WHAT THIS TASK INVOLVES ▸ Nothing more is wanted than an exact repeat of the data below.

+-------+

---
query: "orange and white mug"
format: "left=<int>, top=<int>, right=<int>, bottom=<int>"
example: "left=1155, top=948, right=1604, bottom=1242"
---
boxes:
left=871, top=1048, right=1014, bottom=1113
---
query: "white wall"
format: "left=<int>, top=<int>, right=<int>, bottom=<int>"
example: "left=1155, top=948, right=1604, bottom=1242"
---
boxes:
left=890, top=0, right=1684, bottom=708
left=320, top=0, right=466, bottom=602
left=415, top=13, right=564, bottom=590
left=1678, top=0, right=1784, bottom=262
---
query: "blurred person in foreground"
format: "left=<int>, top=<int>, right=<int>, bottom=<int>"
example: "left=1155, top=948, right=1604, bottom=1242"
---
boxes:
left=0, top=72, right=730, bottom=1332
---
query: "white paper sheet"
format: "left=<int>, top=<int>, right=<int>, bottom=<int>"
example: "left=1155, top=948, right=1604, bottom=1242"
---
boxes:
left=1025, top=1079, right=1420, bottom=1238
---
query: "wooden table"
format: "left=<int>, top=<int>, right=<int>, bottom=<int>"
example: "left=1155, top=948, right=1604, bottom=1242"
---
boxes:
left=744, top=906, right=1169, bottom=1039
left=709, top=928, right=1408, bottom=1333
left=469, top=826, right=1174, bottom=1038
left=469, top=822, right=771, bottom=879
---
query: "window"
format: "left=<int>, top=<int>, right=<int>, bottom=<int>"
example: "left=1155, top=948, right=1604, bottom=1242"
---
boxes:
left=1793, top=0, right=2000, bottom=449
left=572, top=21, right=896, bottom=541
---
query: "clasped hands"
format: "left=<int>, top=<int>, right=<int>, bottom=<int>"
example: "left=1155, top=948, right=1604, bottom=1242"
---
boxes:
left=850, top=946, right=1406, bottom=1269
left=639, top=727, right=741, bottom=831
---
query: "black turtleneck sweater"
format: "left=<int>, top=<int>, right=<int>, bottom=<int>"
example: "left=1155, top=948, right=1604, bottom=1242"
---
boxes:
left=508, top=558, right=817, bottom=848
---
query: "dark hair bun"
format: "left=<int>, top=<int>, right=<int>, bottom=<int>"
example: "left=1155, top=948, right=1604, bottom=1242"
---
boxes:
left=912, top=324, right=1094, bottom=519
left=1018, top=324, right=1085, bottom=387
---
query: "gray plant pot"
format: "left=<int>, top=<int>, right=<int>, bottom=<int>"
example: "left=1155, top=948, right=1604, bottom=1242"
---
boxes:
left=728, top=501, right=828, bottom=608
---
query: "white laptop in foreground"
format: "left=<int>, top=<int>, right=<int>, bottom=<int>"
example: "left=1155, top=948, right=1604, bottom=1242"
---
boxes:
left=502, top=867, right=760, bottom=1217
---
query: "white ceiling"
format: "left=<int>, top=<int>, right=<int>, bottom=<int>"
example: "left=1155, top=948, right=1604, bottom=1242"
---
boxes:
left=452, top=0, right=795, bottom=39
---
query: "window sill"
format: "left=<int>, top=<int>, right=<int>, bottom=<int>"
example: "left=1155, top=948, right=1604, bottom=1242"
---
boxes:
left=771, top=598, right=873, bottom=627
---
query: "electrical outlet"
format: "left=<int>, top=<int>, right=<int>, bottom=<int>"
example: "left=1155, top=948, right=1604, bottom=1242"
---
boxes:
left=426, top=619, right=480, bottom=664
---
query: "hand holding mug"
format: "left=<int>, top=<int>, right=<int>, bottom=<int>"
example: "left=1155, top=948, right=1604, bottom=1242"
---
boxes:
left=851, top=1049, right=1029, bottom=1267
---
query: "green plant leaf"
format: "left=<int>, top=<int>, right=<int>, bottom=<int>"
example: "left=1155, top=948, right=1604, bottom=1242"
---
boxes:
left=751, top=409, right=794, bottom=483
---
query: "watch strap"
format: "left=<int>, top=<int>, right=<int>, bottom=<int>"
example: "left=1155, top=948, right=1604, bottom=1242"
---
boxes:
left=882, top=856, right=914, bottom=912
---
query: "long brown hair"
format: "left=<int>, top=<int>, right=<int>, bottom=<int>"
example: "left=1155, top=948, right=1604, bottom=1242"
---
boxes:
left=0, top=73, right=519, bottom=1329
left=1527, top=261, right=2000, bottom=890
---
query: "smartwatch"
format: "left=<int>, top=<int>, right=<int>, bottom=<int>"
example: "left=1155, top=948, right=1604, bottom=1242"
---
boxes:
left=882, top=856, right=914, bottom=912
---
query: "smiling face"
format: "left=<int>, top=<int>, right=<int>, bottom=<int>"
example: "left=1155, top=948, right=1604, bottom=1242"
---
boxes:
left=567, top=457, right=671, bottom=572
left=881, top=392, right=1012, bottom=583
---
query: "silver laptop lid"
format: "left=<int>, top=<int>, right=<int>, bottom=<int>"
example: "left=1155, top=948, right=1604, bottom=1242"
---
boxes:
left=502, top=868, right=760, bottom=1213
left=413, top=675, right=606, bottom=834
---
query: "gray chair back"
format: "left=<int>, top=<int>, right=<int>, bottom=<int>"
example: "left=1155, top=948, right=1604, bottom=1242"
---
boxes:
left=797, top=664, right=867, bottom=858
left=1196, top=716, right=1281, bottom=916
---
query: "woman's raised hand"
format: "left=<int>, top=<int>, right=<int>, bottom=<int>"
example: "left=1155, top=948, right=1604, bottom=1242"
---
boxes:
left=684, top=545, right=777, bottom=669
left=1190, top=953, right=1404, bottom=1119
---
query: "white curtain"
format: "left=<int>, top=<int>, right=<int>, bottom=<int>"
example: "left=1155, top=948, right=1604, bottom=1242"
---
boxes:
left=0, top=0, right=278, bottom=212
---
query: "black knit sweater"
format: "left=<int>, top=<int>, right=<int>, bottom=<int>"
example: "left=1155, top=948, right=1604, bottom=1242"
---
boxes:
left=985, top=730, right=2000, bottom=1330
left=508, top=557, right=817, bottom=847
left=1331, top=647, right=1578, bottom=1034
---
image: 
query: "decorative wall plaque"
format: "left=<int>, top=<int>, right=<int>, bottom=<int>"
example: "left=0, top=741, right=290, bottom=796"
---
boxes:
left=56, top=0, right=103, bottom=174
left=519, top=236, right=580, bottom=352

+-------+

ANSWER SECTION ▸
---
query: "orange and white mug"
format: "left=<int>, top=<int>, right=<int>, bottom=<int>"
example: "left=1155, top=948, right=1604, bottom=1242"
---
boxes:
left=871, top=1048, right=1014, bottom=1113
---
query: "white wall"
format: "left=<int>, top=<int>, right=<int>, bottom=<int>"
example: "left=1155, top=948, right=1604, bottom=1242"
---
boxes:
left=890, top=0, right=1684, bottom=708
left=320, top=0, right=466, bottom=602
left=415, top=13, right=564, bottom=590
left=1678, top=0, right=1784, bottom=262
---
query: "blurred person in foreground"
format: "left=<int>, top=<int>, right=<int>, bottom=<int>"
example: "left=1155, top=948, right=1604, bottom=1242"
---
boxes:
left=0, top=72, right=730, bottom=1332
---
query: "white paper sheet"
format: "left=<int>, top=<int>, right=<int>, bottom=<int>"
example: "left=1155, top=948, right=1604, bottom=1242"
---
boxes:
left=1025, top=1079, right=1420, bottom=1238
---
query: "wooden table"
format: "left=<int>, top=<int>, right=<int>, bottom=<int>"
example: "left=1155, top=948, right=1604, bottom=1242"
---
boxes:
left=744, top=906, right=1169, bottom=1039
left=709, top=928, right=1408, bottom=1333
left=469, top=826, right=1174, bottom=1038
left=469, top=822, right=771, bottom=879
---
query: "window"
format: "left=<int>, top=<int>, right=<int>, bottom=<int>"
example: "left=1155, top=948, right=1604, bottom=1242"
---
boxes:
left=1793, top=0, right=2000, bottom=449
left=572, top=21, right=896, bottom=541
---
query: "clasped hands"
format: "left=<int>, top=<int>, right=<int>, bottom=<int>"
example: "left=1155, top=948, right=1604, bottom=1242"
---
boxes:
left=850, top=946, right=1406, bottom=1269
left=639, top=727, right=741, bottom=831
---
query: "black turtleneck sweater"
format: "left=<int>, top=<int>, right=<int>, bottom=<int>"
example: "left=1155, top=948, right=1604, bottom=1242"
---
boxes:
left=508, top=558, right=817, bottom=848
---
query: "dark hair bun"
format: "left=<int>, top=<int>, right=<int>, bottom=<int>"
example: "left=1155, top=948, right=1604, bottom=1242"
---
boxes:
left=912, top=324, right=1094, bottom=519
left=1018, top=324, right=1085, bottom=387
---
query: "gray plant pot"
format: "left=<int>, top=<int>, right=<int>, bottom=<int>"
example: "left=1155, top=948, right=1604, bottom=1242"
---
boxes:
left=728, top=501, right=828, bottom=608
---
query: "white laptop in foreground"
format: "left=<int>, top=<int>, right=<int>, bottom=<int>"
example: "left=1155, top=948, right=1604, bottom=1242"
---
boxes:
left=502, top=867, right=760, bottom=1217
---
query: "white ceiling"
format: "left=<int>, top=<int>, right=<int>, bottom=<int>"
example: "left=1155, top=948, right=1604, bottom=1242"
---
boxes:
left=452, top=0, right=795, bottom=39
---
query: "window sill"
format: "left=<int>, top=<int>, right=<int>, bottom=<int>"
example: "left=1155, top=948, right=1604, bottom=1242"
---
boxes:
left=771, top=598, right=873, bottom=627
---
query: "electrical outlet"
format: "left=<int>, top=<int>, right=<int>, bottom=<int>"
example: "left=1155, top=948, right=1604, bottom=1242"
---
boxes:
left=426, top=619, right=480, bottom=664
---
query: "hand holding mug"
format: "left=<int>, top=<int>, right=<int>, bottom=<int>"
example: "left=1155, top=948, right=1604, bottom=1242"
---
boxes:
left=851, top=1049, right=1029, bottom=1267
---
query: "green plant leaf"
format: "left=<int>, top=<int>, right=<int>, bottom=<int>"
example: "left=1155, top=948, right=1604, bottom=1242"
---
boxes:
left=751, top=409, right=794, bottom=483
---
query: "watch strap"
format: "left=<int>, top=<int>, right=<int>, bottom=<int>"
example: "left=1155, top=948, right=1604, bottom=1242"
---
boxes:
left=882, top=856, right=914, bottom=912
---
query: "long brown hair"
format: "left=<int>, top=<int>, right=<int>, bottom=<int>"
example: "left=1155, top=948, right=1604, bottom=1242"
---
boxes:
left=0, top=73, right=519, bottom=1329
left=1527, top=261, right=2000, bottom=890
---
query: "smartwatch"
format: "left=<int>, top=<int>, right=<int>, bottom=<int>"
example: "left=1155, top=948, right=1604, bottom=1242"
---
boxes:
left=882, top=856, right=914, bottom=912
---
query: "smiling face"
format: "left=<int>, top=<int>, right=<int>, bottom=<int>"
example: "left=1155, top=948, right=1604, bottom=1242"
---
boxes:
left=567, top=457, right=671, bottom=572
left=881, top=392, right=1012, bottom=583
---
query: "silver laptop lid"
format: "left=<int>, top=<int>, right=<int>, bottom=<int>"
example: "left=1155, top=948, right=1604, bottom=1242"
---
boxes:
left=502, top=868, right=760, bottom=1213
left=413, top=675, right=606, bottom=834
---
query: "gray chair back"
format: "left=<int>, top=<int>, right=<int>, bottom=<int>"
example: "left=1155, top=948, right=1604, bottom=1242"
---
boxes:
left=797, top=664, right=867, bottom=858
left=1196, top=716, right=1281, bottom=916
---
query: "woman's raised hand"
format: "left=<int>, top=<int>, right=<int>, bottom=<int>"
example: "left=1155, top=948, right=1604, bottom=1242"
---
boxes:
left=684, top=545, right=777, bottom=669
left=1190, top=953, right=1404, bottom=1119
---
query: "white curtain"
format: "left=<int>, top=<int>, right=<int>, bottom=<int>"
example: "left=1155, top=948, right=1604, bottom=1242"
---
boxes:
left=0, top=0, right=278, bottom=212
---
query: "black knit sweater"
format: "left=<int>, top=<int>, right=<int>, bottom=<int>"
example: "left=1155, top=948, right=1604, bottom=1242"
---
boxes:
left=985, top=730, right=2000, bottom=1330
left=508, top=557, right=817, bottom=847
left=1331, top=647, right=1578, bottom=1034
---
image: 
query: "decorative wall plaque"
format: "left=<int>, top=<int>, right=<int>, bottom=<int>"
example: "left=0, top=741, right=290, bottom=796"
---
boxes:
left=56, top=0, right=103, bottom=174
left=519, top=236, right=580, bottom=352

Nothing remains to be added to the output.